▶ **Task to complete**:
Every line of the data below must be given again exactly.

▶ **Material for this exercise**:
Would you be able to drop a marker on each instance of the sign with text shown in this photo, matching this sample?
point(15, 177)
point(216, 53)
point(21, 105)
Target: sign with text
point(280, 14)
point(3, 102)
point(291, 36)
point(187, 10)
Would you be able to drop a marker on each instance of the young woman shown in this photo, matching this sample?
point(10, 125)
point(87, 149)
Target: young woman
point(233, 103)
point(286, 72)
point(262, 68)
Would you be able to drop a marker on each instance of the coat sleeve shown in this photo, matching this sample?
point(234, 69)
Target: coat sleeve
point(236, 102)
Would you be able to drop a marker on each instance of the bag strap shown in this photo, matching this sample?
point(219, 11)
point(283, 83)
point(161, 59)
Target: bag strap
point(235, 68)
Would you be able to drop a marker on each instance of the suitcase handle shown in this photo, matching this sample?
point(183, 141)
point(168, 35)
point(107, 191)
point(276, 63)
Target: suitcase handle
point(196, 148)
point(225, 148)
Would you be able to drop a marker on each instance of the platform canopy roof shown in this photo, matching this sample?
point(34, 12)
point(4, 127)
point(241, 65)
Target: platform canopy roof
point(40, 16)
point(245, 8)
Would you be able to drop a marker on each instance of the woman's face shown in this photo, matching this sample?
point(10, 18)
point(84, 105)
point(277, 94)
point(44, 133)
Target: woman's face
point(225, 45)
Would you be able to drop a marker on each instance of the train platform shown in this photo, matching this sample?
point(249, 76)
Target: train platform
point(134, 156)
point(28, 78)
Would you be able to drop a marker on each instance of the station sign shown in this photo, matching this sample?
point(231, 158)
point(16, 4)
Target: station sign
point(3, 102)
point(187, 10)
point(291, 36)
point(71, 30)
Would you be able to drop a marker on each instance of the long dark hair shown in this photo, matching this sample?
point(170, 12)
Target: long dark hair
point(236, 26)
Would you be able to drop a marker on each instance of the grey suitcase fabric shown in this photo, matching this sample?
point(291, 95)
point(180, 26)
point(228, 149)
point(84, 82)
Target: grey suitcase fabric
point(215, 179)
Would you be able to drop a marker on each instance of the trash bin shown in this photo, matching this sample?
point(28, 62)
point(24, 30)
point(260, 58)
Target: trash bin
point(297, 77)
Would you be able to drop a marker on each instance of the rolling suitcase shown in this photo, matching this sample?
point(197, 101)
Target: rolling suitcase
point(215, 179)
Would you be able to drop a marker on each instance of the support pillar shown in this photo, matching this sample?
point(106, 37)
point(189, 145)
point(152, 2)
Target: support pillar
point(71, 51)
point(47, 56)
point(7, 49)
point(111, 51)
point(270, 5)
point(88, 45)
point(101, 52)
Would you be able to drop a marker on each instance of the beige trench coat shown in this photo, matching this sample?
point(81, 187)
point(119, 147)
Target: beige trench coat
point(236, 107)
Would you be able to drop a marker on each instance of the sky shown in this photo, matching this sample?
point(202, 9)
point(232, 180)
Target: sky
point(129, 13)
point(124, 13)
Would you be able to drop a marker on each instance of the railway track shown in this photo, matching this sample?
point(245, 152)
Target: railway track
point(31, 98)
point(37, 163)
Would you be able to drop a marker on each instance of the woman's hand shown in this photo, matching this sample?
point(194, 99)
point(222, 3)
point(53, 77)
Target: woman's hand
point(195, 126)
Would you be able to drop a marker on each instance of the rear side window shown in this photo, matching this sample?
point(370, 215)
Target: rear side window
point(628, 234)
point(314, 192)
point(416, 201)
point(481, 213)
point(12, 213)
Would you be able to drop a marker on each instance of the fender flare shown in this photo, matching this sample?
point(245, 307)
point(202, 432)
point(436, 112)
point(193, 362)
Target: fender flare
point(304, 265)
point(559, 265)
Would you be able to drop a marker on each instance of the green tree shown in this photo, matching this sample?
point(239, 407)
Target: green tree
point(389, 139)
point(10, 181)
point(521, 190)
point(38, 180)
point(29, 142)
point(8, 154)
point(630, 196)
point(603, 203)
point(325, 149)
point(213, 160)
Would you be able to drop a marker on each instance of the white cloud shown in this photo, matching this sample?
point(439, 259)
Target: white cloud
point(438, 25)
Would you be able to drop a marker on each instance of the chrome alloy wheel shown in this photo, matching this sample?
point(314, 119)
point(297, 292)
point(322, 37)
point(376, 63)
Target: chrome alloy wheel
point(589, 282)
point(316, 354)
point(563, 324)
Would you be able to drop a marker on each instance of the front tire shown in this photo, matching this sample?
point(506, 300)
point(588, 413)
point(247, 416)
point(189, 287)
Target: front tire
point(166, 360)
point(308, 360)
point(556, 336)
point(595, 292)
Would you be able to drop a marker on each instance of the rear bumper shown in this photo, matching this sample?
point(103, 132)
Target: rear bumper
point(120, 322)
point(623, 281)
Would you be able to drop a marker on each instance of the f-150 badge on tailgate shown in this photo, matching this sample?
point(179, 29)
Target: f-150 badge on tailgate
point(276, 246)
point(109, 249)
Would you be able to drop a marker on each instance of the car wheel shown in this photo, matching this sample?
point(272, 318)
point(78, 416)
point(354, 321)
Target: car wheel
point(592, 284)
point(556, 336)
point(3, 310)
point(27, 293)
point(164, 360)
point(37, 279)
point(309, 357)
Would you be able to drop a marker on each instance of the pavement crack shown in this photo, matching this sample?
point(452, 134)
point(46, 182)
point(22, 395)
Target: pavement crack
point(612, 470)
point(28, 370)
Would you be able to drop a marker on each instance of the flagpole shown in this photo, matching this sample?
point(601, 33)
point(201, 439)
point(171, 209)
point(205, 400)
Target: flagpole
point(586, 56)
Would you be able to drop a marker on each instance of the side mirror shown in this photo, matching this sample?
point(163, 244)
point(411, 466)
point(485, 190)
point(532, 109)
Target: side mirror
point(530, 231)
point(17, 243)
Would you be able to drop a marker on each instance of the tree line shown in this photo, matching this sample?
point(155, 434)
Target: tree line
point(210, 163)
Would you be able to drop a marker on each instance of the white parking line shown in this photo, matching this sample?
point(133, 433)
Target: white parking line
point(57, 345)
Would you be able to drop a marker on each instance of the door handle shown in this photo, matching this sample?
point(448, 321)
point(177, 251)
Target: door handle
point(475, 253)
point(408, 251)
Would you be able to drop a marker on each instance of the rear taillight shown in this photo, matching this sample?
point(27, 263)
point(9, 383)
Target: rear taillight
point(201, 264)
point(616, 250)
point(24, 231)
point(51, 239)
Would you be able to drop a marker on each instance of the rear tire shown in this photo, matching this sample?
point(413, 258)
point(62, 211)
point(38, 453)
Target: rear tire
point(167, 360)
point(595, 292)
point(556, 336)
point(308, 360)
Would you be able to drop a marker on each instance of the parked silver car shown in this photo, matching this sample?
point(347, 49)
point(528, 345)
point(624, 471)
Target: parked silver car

▶ **Written solution**:
Would you be able to drop a marker on each instance of the sign with text shown in this photo, matching this sample?
point(15, 177)
point(216, 53)
point(21, 105)
Target: sign with text
point(280, 14)
point(3, 102)
point(291, 36)
point(187, 10)
Would you be able to drop a marker on each instance of the young woman shown in this photo, matching this sample?
point(10, 125)
point(87, 149)
Target: young woman
point(233, 103)
point(286, 72)
point(262, 68)
Would you be able to drop a marker on each instance of the coat sleeve shown in this photo, matching this sample?
point(234, 69)
Target: coat sleeve
point(236, 102)
Would you be able to drop a marker on each instance of the bag strap shown in this photo, matching this sample?
point(219, 11)
point(283, 83)
point(161, 59)
Target: bag strap
point(235, 68)
Would you be able to drop a marker on each instance of the suitcase handle shown in this photo, matching this sample?
point(183, 141)
point(168, 35)
point(107, 191)
point(276, 63)
Target: suitcase handle
point(196, 148)
point(225, 148)
Would you be able to drop a marker on each instance of the platform canopy roof shown in this photo, matching this sample?
point(34, 12)
point(4, 127)
point(241, 65)
Target: platform canopy roof
point(40, 16)
point(245, 8)
Would you be able to drop a marker on each instance of the woman's face shown in this photo, matching this sample?
point(10, 18)
point(84, 105)
point(277, 94)
point(44, 133)
Target: woman's face
point(225, 45)
Would you be able to drop a marker on each instance of the train platform shown in this photo, matching this sample?
point(249, 76)
Target: train platform
point(134, 156)
point(28, 78)
Would you be able to drop a marker on each instance of the station sign shown in this photo, matching this sample?
point(231, 158)
point(16, 4)
Target: station sign
point(3, 102)
point(187, 10)
point(291, 36)
point(71, 30)
Would you be able to drop a marker on each instance of the long dark hair shown in this photo, matching this sample?
point(170, 12)
Target: long dark hair
point(236, 26)
Would you be able to drop a marker on each instance of the grey suitcase fabric shown in this photo, matching this sample?
point(291, 95)
point(180, 26)
point(228, 149)
point(84, 82)
Target: grey suitcase fabric
point(215, 179)
Would you be able to drop a marker on each instance of the trash bin shown in this photo, matching this sample?
point(28, 62)
point(24, 30)
point(260, 58)
Target: trash bin
point(297, 77)
Would you be able to drop a marker on each instance of the rolling suitcase shown in this photo, matching this sample?
point(197, 101)
Target: rolling suitcase
point(215, 179)
Would you be able to drop a marker on each instance of the support pillar shown in this photo, matching this sample?
point(106, 37)
point(189, 145)
point(152, 2)
Target: support pillar
point(71, 51)
point(47, 56)
point(7, 49)
point(111, 51)
point(270, 5)
point(88, 45)
point(101, 52)
Would you be able to drop a marker on each instance of the beige trench coat shown in this photo, matching this sample?
point(81, 187)
point(119, 147)
Target: beige trench coat
point(236, 107)
Would you be able to drop a marker on each instance of the sky shown in this photo, matching this sample?
point(202, 9)
point(232, 180)
Target: sky
point(129, 13)
point(124, 13)
Would you be able to drop a marker on each instance of the railway track shown in this photo, matching this sample?
point(245, 152)
Target: railway track
point(31, 98)
point(37, 163)
Would you be able to drop a marker on each instance of the woman's hand shown in this photo, matching this sample?
point(194, 99)
point(222, 3)
point(53, 77)
Target: woman's hand
point(195, 126)
Would you be able to drop a marker on each instance of the rear side window shown in this photo, matching this sample?
point(370, 215)
Target: rear side window
point(628, 234)
point(314, 192)
point(416, 201)
point(481, 213)
point(12, 213)
Would you be able to drop a marker on each instance of the fender flare shown in this photo, matching this sample?
point(245, 307)
point(202, 432)
point(436, 112)
point(193, 362)
Target: fender flare
point(304, 265)
point(559, 265)
Would you be able to drop a marker on each instance of the green tree shown in this photo, matching this sample?
point(239, 407)
Target: green tree
point(389, 139)
point(10, 181)
point(521, 190)
point(38, 180)
point(29, 142)
point(8, 154)
point(630, 196)
point(603, 203)
point(325, 149)
point(213, 160)
Would you be able to drop a marker on each instance of the white cloud shown in this photo, matching this sample?
point(439, 259)
Target: white cloud
point(438, 25)
Would you be able to drop a marker on each instance of the chrome alloy wheel shown in this photo, matching this sample?
point(314, 119)
point(297, 292)
point(322, 37)
point(376, 63)
Target: chrome alloy wheel
point(589, 282)
point(316, 354)
point(563, 324)
Would you be able to drop a marker on each instance of the front tire shown in this photo, matching this sample?
point(506, 300)
point(588, 413)
point(247, 416)
point(189, 287)
Target: front tire
point(166, 360)
point(308, 360)
point(556, 336)
point(595, 292)
Would you be able to drop a marker on each instance of the rear bumper shown in this photo, matching this sample?
point(103, 132)
Target: rear bumper
point(120, 322)
point(623, 281)
Would you be able to drop a marker on each instance of the f-150 badge on tailgate shown in this photo, matching this sample?
point(179, 29)
Target: f-150 badge on tailgate
point(276, 246)
point(109, 249)
Would you be able to drop a marker on each instance of the car wheel shown in this photo, matching this sample?
point(272, 318)
point(78, 416)
point(354, 321)
Target: car wheel
point(592, 284)
point(556, 336)
point(3, 310)
point(27, 293)
point(164, 360)
point(37, 279)
point(309, 357)
Would you be able to drop a marker on each instance of the pavement crack shown in this photo, matching this sample?
point(452, 134)
point(46, 182)
point(22, 395)
Target: pavement crack
point(612, 470)
point(28, 370)
Would you be able to drop a marker on each instance of the flagpole shown in this photo, matching this sample?
point(601, 33)
point(201, 439)
point(171, 209)
point(205, 400)
Target: flagpole
point(586, 56)
Would you be able to drop a marker on each instance of the side mirror shown in this photo, matching this sample?
point(163, 244)
point(411, 466)
point(485, 190)
point(532, 109)
Target: side mirror
point(530, 231)
point(17, 243)
Would you be able to drop a marker on each instance of the tree line shown in this photo, matching this sample?
point(155, 434)
Target: tree line
point(210, 163)
Would you be able to drop a marker on each instance of the white parking line shown in this photo, matching this sample?
point(133, 433)
Target: white parking line
point(57, 345)
Would you be able to drop a marker on each instance of the door handle shown in this photo, matching this sample?
point(448, 321)
point(177, 251)
Target: door handle
point(475, 253)
point(408, 251)
Would you be able to drop a marker on each instance of the rear taillight shown in this photo, matching this sample?
point(27, 263)
point(9, 383)
Target: rear taillight
point(201, 264)
point(616, 250)
point(24, 231)
point(51, 239)
Would you be able to drop a marker on each instance of the rear tire shown in this photo, matching this sample?
point(413, 258)
point(62, 211)
point(38, 453)
Target: rear tire
point(167, 360)
point(595, 292)
point(556, 336)
point(308, 360)
Would you be able to drop a marker on each instance of the parked silver car shown in this photo, matching this sample?
point(347, 49)
point(528, 345)
point(624, 471)
Target: parked silver car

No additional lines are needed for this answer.